→ Records provided
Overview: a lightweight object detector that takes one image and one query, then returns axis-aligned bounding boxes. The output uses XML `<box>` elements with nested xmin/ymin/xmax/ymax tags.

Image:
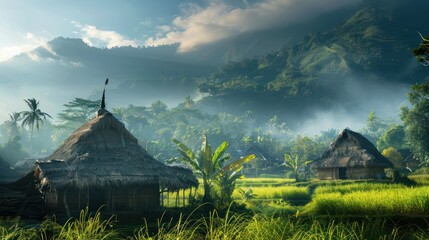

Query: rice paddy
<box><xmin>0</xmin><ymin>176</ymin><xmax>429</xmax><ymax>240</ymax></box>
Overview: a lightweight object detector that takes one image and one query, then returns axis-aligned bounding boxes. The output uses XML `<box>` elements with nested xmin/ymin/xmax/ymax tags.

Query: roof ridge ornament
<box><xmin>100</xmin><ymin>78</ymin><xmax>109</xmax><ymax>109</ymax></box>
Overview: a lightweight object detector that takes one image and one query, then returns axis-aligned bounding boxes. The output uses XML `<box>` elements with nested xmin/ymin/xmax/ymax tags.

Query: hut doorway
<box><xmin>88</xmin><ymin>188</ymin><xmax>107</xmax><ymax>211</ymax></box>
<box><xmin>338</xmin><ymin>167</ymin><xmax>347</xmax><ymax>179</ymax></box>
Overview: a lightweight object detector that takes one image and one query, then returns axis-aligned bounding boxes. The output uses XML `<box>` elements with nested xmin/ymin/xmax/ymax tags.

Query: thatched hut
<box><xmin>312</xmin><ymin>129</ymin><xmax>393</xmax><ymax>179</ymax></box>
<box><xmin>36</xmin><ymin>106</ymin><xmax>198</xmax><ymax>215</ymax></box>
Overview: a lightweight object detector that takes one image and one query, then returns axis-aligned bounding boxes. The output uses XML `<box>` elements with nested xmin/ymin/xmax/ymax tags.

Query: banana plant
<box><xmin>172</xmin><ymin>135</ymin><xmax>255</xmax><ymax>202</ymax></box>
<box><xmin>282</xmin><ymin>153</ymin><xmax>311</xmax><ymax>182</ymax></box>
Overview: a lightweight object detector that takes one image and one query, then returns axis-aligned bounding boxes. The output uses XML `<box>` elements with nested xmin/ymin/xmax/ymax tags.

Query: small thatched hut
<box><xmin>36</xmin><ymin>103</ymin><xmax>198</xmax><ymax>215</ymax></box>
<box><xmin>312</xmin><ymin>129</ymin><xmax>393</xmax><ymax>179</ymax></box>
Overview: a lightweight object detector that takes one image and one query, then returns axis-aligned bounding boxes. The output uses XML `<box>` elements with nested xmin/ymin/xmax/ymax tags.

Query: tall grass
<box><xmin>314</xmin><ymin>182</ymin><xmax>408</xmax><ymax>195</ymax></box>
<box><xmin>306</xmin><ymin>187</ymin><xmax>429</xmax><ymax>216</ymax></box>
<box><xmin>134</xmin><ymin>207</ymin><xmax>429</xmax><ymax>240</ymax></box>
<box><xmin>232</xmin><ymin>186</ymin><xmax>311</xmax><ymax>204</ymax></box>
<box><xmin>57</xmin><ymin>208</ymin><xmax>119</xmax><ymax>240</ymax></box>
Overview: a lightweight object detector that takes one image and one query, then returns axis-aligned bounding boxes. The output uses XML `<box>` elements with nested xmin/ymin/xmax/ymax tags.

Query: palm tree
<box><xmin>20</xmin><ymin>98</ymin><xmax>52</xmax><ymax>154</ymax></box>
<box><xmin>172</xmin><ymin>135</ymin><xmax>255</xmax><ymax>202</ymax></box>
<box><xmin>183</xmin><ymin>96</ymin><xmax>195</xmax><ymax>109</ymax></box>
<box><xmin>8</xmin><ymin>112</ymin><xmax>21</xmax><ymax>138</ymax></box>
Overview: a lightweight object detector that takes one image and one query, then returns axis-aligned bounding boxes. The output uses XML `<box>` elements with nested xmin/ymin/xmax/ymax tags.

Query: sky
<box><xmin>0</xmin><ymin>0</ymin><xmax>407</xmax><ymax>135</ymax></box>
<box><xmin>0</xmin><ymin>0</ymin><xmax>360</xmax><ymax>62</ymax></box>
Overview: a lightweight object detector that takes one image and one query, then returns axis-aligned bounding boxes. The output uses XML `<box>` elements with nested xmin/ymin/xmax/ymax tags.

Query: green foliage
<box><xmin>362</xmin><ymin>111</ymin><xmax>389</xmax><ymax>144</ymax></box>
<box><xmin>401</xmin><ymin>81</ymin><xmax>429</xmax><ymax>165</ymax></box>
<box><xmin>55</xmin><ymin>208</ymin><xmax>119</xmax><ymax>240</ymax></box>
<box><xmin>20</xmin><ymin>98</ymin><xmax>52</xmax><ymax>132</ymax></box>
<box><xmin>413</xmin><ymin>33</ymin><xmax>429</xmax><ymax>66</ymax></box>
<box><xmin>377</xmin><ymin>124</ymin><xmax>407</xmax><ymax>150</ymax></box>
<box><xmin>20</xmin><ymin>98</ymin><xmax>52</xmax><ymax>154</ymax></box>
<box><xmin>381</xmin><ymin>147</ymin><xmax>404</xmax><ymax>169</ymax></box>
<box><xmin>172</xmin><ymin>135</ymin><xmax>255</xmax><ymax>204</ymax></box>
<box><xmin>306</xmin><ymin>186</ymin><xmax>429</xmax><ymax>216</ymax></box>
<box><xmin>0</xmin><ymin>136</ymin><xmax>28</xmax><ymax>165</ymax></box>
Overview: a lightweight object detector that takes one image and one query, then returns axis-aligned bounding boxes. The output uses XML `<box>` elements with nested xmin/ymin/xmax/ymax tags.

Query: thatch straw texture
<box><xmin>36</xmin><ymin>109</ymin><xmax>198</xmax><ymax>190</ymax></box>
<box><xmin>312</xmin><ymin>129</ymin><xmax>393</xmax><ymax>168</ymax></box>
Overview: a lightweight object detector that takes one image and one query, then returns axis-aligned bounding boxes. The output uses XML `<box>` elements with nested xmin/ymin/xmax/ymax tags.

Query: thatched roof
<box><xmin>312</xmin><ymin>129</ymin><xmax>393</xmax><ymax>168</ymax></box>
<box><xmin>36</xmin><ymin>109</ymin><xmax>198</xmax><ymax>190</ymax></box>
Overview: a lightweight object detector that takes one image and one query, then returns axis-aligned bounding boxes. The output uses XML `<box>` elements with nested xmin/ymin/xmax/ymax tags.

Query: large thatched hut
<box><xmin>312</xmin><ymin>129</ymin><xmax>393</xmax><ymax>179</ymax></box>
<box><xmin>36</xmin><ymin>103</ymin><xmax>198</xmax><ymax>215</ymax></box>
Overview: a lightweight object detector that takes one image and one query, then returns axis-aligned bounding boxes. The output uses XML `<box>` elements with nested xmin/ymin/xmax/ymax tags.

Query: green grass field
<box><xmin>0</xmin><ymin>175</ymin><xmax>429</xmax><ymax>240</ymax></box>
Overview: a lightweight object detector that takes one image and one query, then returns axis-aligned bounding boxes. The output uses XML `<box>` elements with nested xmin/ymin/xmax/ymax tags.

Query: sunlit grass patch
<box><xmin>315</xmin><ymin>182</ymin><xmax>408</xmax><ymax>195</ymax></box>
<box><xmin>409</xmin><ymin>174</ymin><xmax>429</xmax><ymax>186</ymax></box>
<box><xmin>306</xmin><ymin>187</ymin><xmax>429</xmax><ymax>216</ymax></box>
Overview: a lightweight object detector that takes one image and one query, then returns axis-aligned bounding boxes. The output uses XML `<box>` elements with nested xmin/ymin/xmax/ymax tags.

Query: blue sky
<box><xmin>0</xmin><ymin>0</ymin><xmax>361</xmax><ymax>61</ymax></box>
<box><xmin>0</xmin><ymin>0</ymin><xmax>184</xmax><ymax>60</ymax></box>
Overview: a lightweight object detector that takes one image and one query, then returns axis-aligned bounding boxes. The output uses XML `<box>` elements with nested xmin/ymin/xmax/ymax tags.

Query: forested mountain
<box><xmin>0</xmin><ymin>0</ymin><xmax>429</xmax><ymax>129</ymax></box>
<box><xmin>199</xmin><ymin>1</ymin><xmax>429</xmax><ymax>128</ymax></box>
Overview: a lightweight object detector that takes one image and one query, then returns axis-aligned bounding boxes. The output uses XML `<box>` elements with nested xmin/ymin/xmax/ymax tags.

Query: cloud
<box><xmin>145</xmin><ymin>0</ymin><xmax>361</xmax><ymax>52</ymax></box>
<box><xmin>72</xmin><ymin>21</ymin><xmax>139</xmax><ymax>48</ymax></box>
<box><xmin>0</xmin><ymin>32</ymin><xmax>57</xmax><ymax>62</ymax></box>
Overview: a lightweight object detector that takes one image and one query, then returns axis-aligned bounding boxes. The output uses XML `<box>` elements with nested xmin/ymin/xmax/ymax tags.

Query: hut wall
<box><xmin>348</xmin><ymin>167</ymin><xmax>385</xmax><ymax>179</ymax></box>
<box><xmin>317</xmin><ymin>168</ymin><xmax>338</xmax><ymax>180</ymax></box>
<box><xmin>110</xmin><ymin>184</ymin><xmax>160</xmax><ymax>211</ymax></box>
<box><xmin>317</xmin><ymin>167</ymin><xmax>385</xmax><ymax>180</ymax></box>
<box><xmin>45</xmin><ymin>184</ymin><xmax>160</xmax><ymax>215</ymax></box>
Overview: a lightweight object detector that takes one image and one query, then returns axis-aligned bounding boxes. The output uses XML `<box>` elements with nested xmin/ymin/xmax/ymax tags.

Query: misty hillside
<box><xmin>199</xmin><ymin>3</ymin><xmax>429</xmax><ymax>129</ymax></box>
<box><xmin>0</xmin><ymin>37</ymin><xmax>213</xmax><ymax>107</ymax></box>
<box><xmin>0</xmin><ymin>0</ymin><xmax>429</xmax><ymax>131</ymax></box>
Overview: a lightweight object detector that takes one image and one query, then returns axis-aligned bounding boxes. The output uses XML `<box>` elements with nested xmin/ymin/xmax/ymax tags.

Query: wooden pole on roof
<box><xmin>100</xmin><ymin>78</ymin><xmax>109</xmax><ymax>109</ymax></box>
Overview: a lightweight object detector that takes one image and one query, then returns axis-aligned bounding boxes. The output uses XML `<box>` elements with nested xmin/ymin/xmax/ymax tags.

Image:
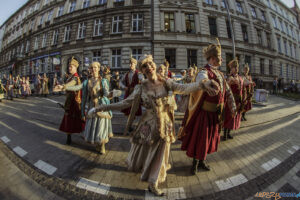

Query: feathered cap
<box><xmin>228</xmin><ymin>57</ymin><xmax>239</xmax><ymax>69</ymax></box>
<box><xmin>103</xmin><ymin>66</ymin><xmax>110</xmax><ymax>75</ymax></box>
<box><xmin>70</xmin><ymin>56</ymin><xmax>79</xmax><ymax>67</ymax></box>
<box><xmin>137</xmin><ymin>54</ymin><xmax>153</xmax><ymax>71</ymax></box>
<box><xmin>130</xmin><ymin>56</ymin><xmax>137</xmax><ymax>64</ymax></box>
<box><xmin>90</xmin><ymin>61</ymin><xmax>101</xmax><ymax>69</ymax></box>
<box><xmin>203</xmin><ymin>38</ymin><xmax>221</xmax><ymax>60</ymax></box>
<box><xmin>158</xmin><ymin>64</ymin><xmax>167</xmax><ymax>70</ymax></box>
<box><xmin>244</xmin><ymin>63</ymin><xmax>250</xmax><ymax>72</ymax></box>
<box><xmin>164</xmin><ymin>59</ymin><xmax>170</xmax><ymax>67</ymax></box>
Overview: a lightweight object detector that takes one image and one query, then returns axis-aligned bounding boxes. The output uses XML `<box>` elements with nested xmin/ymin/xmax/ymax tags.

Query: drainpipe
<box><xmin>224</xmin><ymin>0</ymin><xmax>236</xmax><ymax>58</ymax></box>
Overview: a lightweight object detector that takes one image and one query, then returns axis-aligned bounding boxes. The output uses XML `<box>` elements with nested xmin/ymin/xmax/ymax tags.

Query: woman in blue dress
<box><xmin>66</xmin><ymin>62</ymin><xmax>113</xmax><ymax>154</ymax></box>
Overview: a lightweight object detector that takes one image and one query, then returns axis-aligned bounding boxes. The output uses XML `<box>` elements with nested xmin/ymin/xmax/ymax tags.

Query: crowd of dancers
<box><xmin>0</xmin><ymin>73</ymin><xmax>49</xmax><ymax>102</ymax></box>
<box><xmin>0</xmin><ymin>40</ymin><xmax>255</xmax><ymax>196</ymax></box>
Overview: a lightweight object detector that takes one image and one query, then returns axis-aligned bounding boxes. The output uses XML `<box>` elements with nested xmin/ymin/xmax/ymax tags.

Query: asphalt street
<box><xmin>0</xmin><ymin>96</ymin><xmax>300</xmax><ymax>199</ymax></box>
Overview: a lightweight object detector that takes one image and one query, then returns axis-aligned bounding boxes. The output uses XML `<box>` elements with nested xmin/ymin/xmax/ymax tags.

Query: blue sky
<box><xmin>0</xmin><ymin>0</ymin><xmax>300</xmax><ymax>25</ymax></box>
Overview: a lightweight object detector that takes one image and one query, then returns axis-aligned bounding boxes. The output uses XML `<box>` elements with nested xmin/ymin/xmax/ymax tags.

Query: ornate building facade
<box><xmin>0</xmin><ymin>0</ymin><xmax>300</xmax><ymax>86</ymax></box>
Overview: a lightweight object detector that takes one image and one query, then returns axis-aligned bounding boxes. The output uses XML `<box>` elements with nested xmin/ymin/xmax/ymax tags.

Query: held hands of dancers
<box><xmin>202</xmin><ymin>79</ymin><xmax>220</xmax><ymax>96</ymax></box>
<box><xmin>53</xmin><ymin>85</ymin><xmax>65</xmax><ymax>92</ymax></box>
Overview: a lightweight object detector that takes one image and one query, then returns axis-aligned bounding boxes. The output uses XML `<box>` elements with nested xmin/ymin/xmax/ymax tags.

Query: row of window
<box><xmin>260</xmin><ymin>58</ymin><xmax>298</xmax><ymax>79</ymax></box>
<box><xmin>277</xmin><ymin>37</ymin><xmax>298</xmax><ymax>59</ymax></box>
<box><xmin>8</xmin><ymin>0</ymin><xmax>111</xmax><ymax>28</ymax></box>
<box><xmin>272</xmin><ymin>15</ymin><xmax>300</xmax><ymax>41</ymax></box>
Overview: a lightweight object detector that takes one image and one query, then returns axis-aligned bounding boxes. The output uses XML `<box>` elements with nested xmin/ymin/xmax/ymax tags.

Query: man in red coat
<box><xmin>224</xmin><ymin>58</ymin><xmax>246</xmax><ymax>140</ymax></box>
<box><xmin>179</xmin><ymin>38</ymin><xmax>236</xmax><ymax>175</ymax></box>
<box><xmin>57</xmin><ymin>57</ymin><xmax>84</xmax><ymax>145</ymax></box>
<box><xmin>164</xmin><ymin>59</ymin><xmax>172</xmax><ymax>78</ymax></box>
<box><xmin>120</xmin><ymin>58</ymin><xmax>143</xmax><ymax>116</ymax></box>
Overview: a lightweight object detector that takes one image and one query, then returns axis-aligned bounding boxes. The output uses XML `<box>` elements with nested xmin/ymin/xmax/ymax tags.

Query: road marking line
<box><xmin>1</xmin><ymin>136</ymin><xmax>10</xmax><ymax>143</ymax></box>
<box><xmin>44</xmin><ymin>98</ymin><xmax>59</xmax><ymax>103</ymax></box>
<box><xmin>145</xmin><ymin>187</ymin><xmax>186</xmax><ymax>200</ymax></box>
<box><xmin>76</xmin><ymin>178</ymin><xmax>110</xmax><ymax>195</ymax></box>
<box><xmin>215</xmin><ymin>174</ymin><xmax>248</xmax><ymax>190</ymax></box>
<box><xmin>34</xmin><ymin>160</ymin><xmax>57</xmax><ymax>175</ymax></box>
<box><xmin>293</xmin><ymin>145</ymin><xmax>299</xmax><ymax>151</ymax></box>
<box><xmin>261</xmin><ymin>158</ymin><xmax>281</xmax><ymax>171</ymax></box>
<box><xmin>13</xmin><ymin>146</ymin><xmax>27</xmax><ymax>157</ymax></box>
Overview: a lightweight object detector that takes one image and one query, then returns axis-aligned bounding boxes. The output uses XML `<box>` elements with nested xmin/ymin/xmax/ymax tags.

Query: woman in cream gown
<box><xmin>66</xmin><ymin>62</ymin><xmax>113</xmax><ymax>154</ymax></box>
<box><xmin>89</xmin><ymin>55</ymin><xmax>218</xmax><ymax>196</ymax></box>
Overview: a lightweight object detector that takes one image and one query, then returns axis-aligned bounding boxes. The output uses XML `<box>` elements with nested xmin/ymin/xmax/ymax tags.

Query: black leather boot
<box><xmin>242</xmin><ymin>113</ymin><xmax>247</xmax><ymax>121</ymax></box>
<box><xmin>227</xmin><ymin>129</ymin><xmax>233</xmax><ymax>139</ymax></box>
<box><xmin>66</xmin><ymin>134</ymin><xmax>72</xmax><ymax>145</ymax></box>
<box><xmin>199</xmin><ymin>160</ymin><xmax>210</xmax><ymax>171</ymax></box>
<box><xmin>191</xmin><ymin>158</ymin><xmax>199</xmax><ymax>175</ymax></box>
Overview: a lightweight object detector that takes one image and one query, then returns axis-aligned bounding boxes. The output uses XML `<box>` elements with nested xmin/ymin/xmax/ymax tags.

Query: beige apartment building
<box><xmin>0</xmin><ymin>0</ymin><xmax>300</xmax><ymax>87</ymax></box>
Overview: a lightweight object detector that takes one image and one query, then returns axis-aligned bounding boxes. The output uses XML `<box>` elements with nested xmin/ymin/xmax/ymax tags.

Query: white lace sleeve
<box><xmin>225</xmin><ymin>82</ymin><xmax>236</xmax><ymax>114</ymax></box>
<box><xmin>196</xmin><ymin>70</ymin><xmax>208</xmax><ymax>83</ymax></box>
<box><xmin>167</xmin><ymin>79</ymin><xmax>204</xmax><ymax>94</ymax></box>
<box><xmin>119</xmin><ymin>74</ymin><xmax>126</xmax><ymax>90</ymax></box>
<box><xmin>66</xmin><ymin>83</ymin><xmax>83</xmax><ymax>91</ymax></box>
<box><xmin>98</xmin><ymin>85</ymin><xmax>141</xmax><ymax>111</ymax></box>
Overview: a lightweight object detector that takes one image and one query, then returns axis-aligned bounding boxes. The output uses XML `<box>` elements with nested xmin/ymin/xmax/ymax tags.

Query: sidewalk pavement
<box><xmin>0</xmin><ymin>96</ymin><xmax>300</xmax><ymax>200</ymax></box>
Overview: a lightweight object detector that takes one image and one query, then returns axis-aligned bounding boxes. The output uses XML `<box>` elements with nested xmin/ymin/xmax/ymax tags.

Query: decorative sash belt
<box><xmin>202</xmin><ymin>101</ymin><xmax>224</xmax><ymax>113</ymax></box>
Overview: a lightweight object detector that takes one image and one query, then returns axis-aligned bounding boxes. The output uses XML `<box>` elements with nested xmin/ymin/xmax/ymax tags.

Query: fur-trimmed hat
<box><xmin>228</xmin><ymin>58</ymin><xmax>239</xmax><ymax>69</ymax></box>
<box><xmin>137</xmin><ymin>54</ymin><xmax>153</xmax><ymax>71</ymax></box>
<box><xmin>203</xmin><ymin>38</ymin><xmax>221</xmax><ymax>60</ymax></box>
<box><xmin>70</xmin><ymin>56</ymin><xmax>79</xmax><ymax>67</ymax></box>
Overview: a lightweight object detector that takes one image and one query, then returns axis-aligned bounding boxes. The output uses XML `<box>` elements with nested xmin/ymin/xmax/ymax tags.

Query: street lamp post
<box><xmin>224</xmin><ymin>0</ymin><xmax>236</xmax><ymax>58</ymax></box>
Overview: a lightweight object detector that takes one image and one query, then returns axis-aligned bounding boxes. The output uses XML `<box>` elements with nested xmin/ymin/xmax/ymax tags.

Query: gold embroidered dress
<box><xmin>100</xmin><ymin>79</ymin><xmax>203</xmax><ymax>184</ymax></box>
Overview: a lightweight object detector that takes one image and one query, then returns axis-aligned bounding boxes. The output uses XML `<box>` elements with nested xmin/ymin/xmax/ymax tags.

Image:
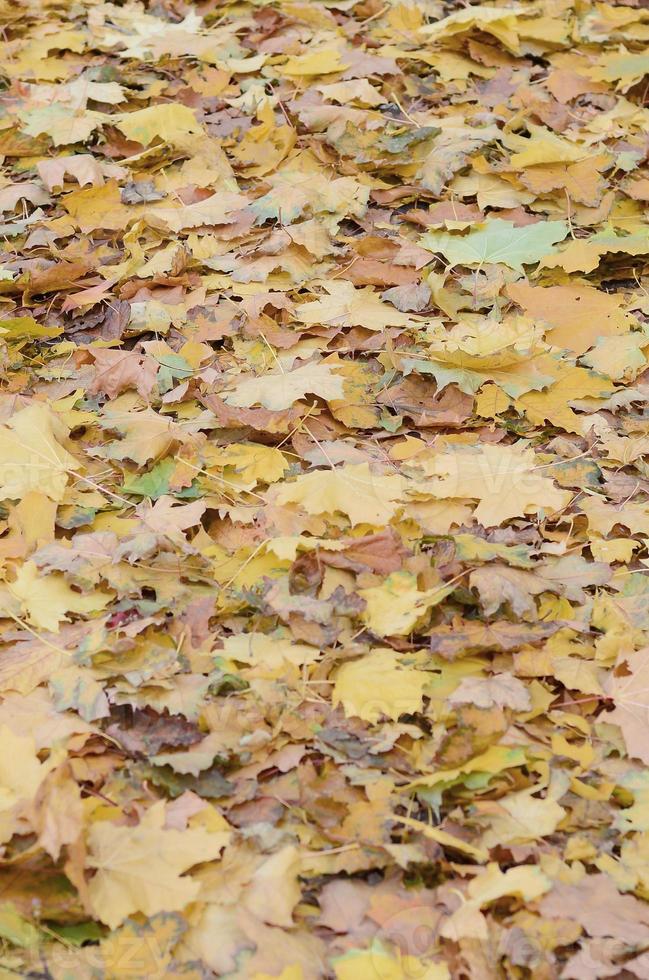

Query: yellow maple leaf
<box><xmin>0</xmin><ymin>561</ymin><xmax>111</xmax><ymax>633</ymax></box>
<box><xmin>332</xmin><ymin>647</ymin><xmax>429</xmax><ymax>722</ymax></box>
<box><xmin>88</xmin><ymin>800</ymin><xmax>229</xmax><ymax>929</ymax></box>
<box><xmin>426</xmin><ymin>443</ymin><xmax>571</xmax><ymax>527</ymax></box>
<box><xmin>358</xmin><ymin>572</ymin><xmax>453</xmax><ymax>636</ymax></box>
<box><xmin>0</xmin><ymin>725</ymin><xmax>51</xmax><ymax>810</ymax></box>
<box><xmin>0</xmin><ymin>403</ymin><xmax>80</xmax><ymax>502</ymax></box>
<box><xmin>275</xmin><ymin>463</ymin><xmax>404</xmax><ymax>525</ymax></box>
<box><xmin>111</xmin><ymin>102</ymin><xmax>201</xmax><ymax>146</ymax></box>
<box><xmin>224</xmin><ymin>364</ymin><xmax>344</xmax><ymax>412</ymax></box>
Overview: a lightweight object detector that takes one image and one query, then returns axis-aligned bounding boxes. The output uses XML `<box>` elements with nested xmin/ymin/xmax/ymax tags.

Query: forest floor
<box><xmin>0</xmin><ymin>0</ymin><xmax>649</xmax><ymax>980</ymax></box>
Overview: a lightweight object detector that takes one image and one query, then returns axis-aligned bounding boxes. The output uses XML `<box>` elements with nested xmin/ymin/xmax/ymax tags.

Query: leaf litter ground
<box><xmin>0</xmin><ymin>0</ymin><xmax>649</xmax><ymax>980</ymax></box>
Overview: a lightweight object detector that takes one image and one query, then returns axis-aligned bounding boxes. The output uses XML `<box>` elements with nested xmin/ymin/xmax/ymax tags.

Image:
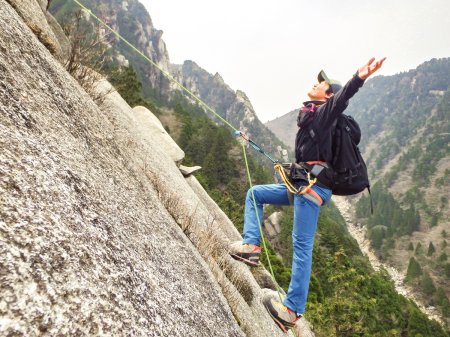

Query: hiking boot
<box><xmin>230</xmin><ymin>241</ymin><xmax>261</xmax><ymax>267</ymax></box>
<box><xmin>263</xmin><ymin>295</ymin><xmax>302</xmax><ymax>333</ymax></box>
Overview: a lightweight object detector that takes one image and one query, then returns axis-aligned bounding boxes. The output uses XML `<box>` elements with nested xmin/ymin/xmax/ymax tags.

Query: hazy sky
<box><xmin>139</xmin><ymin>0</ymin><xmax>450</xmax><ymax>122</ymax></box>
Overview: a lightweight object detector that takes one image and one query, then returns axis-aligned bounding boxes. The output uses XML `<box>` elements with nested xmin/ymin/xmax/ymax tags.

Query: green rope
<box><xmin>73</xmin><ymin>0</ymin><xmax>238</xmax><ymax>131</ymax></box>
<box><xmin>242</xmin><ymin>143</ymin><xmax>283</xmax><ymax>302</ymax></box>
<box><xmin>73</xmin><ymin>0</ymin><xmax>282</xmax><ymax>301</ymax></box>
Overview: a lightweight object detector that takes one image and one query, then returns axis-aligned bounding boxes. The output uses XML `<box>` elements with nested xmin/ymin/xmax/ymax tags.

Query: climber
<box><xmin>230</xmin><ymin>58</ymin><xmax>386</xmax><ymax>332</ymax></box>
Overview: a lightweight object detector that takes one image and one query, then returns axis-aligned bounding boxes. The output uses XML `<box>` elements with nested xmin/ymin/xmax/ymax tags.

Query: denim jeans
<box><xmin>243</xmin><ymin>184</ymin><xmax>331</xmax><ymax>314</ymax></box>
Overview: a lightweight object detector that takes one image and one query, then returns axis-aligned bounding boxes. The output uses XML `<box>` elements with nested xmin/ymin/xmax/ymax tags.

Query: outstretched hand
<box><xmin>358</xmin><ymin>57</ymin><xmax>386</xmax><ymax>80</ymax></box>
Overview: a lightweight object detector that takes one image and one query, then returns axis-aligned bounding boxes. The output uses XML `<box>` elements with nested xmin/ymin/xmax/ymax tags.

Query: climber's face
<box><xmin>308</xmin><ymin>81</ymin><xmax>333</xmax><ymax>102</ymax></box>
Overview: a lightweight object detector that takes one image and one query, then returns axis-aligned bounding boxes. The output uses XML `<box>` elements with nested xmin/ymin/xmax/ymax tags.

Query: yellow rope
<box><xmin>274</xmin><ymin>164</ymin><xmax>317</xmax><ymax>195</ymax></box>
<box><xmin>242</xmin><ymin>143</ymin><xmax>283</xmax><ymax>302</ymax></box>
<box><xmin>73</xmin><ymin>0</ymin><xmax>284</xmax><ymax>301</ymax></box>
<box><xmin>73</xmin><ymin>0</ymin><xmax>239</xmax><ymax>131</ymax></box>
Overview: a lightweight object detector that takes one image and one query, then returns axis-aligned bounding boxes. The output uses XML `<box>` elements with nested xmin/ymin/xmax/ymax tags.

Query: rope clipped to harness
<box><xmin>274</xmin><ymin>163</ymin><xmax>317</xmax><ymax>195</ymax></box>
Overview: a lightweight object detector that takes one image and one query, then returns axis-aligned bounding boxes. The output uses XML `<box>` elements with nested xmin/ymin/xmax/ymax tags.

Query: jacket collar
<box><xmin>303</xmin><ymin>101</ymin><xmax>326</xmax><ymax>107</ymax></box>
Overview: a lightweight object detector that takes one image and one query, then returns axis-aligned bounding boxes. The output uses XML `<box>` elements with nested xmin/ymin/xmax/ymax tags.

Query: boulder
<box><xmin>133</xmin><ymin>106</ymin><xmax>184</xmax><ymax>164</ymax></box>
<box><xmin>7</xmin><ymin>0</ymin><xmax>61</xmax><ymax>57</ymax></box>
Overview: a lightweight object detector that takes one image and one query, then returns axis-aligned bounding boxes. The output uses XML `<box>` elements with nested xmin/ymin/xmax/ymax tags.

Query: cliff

→ The request
Please gather every line above that contains the word "building".

→ Correct response
Query: ornate building facade
Query: beige apartment building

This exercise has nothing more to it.